**PAGE EXCERPT:**

== Segment start ==

4.3 The Pure-Transformer "noise" outcome — diagnostic

The Pure-Transformer failure to converge in 50 epochs at 3.2 M parameters is not new — transformers on flow matching at small parameter budget are known to be slow to converge and benefit from much longer training runs than Mamba or Hybrid backbones at the same budget. The point of including it in the comparison is not to claim Pure Transformer cannot do this task (it can, with more compute), but to confirm that at the budget this work has to spend, the Mamba-class backbones are clearly preferred.

4.4 Application of the decision rule
Table 3 — Decision-rule application across the three backbones.
CriterionPure MambaHybridPure Transformer
Visual quality barPassPass (marginal edge)Fail (noise)
SpeedFastestSlowestMiddle
MemoryLowestHighestMiddle
Decision outcomeWinSkip — quality edge does not justify costEliminated — fails quality bar
5. Implications for the 3-D Scaling Work

Two observations carry forward to MambaFlow3D [4]. First, the per-step speed gap between Pure Mamba and Hybrid (18 ms vs 26 ms — a 1.44 × ratio) is measured at 196 tokens. At SparC3D-scale token counts (100–200 sparse-cube tokens) the absolute time-per-step is similar to MNIST-scale; what changes is that the Hybrid's per-block attention is still O(N²) in token count, so the speed gap widens. The MNIST result is a lower bound on the Pure-Mamba win at SparC3D scale.

== Segment end ==

**EXCERPTED RECORDS:**
== Segment start ==

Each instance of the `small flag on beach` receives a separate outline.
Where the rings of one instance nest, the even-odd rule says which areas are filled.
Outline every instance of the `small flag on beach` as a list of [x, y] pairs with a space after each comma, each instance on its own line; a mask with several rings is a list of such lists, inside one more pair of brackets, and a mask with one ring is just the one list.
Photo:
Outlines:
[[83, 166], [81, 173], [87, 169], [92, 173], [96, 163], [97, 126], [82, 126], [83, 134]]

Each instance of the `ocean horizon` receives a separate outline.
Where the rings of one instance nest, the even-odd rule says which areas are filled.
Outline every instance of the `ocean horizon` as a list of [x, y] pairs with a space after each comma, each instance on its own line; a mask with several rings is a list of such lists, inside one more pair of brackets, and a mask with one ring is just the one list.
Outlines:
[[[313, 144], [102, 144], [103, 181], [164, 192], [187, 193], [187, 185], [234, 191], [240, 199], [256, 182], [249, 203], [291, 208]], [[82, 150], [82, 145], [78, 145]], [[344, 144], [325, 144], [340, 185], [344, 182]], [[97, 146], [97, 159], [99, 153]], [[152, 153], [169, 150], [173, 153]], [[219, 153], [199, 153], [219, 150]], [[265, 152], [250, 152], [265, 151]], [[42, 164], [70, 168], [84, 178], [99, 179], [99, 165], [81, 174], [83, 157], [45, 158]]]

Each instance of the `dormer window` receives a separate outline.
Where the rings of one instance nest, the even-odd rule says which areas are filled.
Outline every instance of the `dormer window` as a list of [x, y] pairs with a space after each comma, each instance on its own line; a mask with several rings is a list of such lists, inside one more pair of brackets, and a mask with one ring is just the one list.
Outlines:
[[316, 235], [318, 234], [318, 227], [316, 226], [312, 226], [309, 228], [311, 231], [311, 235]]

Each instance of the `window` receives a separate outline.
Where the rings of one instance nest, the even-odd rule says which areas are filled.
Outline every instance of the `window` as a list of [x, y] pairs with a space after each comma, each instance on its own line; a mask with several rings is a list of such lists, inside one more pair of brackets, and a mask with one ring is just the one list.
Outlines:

== Segment end ==

**YOUR TASKS:**
• A. According to the page excerpt, at how many tokens was the per-step speed gap between Pure Mamba and Hybrid measured?
• B. Repeat the part of the page excerpt that opens with the words containing "Two observations carry" and closes with "at SparC3D scale.", but switch "Hybrid" to "Pure Transformer".

**ANSWERS IN ORDER:**
• A. 196 tokens

• B.
Two observations carry forward to MambaFlow3D [4]. First, the per-step speed gap between Pure Mamba and Pure Transformer (18 ms vs 26 ms — a 1.44 × ratio) is measured at 196 tokens. At SparC3D-scale token counts (100–200 sparse-cube tokens) the absolute time-per-step is similar to MNIST-scale; what changes is that the Pure Transformer's per-block attention is still O(N²) in token count, so the speed gap widens. The MNIST result is a lower bound on the Pure-Mamba win at SparC3D scale.